> Problem to solve
State how many lines of the data below contain the string "police". Treat uppercase and lowercase as different, and give only the number.

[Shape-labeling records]

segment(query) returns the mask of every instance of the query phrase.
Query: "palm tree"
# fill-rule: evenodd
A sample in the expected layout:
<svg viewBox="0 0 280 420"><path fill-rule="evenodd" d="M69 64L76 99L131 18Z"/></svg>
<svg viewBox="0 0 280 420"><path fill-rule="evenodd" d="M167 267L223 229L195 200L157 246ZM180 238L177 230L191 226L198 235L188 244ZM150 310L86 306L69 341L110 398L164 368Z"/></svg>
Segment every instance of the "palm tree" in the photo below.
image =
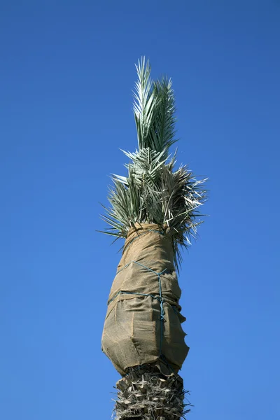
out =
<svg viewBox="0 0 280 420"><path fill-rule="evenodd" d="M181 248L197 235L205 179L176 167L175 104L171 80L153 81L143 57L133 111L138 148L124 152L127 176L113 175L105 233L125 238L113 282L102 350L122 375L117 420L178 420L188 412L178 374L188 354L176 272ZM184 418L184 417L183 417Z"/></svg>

...

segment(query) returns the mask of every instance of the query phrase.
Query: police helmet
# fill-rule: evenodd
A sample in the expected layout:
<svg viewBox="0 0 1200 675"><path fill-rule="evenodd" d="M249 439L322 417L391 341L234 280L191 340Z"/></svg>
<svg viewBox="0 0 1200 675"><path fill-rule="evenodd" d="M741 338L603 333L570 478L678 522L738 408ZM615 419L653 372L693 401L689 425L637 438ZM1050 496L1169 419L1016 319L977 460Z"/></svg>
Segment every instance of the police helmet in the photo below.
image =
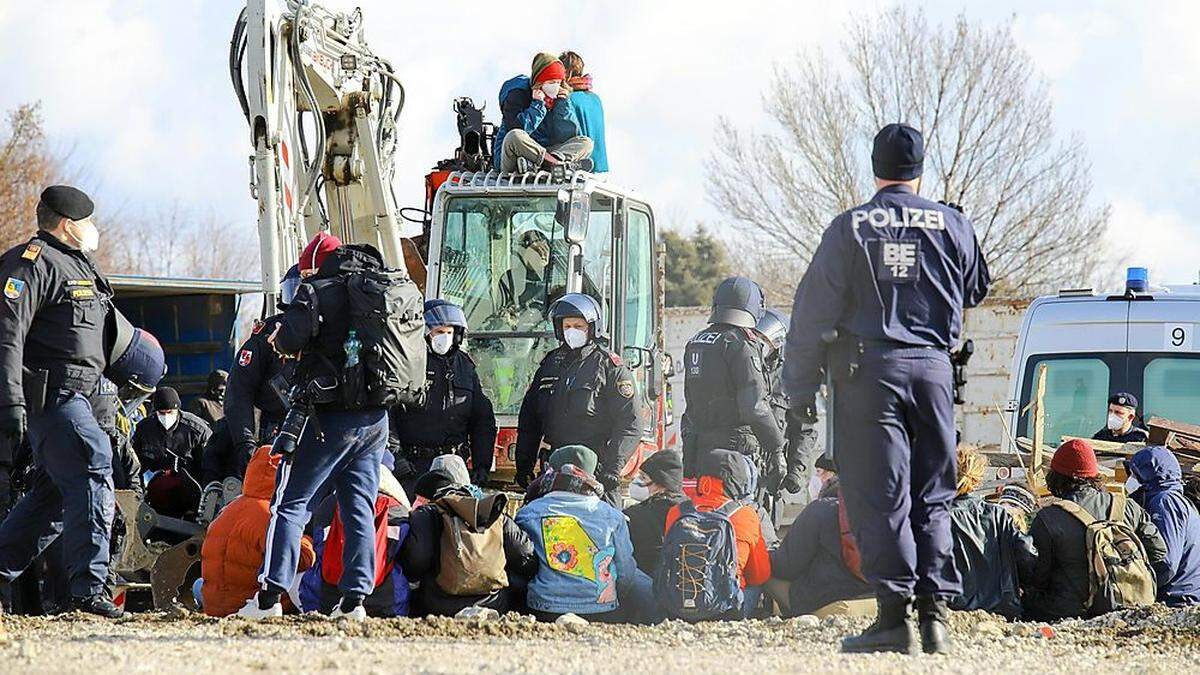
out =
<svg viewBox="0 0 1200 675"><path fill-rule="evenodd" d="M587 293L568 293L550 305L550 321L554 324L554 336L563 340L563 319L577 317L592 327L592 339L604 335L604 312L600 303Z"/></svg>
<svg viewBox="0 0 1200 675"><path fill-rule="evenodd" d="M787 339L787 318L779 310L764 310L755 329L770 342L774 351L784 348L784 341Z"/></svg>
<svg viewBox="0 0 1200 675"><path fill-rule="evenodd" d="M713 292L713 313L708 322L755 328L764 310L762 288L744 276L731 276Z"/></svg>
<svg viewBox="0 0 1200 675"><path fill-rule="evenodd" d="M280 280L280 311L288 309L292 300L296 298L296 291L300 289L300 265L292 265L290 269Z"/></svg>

* * *

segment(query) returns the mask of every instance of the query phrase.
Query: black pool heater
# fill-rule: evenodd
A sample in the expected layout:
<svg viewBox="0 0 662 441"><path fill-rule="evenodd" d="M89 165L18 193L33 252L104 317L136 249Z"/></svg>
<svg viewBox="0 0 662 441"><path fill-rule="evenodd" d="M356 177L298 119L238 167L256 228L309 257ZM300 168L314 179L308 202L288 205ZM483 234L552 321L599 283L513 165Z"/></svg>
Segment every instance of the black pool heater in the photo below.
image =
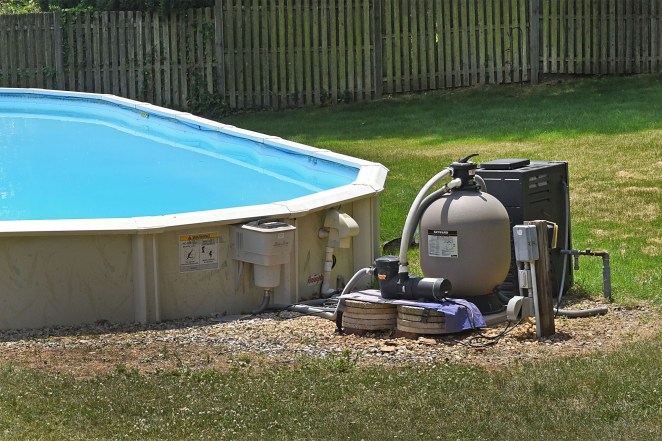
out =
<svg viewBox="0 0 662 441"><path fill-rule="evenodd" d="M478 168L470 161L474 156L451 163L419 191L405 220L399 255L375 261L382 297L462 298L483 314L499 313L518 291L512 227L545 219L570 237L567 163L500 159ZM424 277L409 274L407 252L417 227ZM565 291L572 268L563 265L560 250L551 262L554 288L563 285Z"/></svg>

> Answer to this exercise
2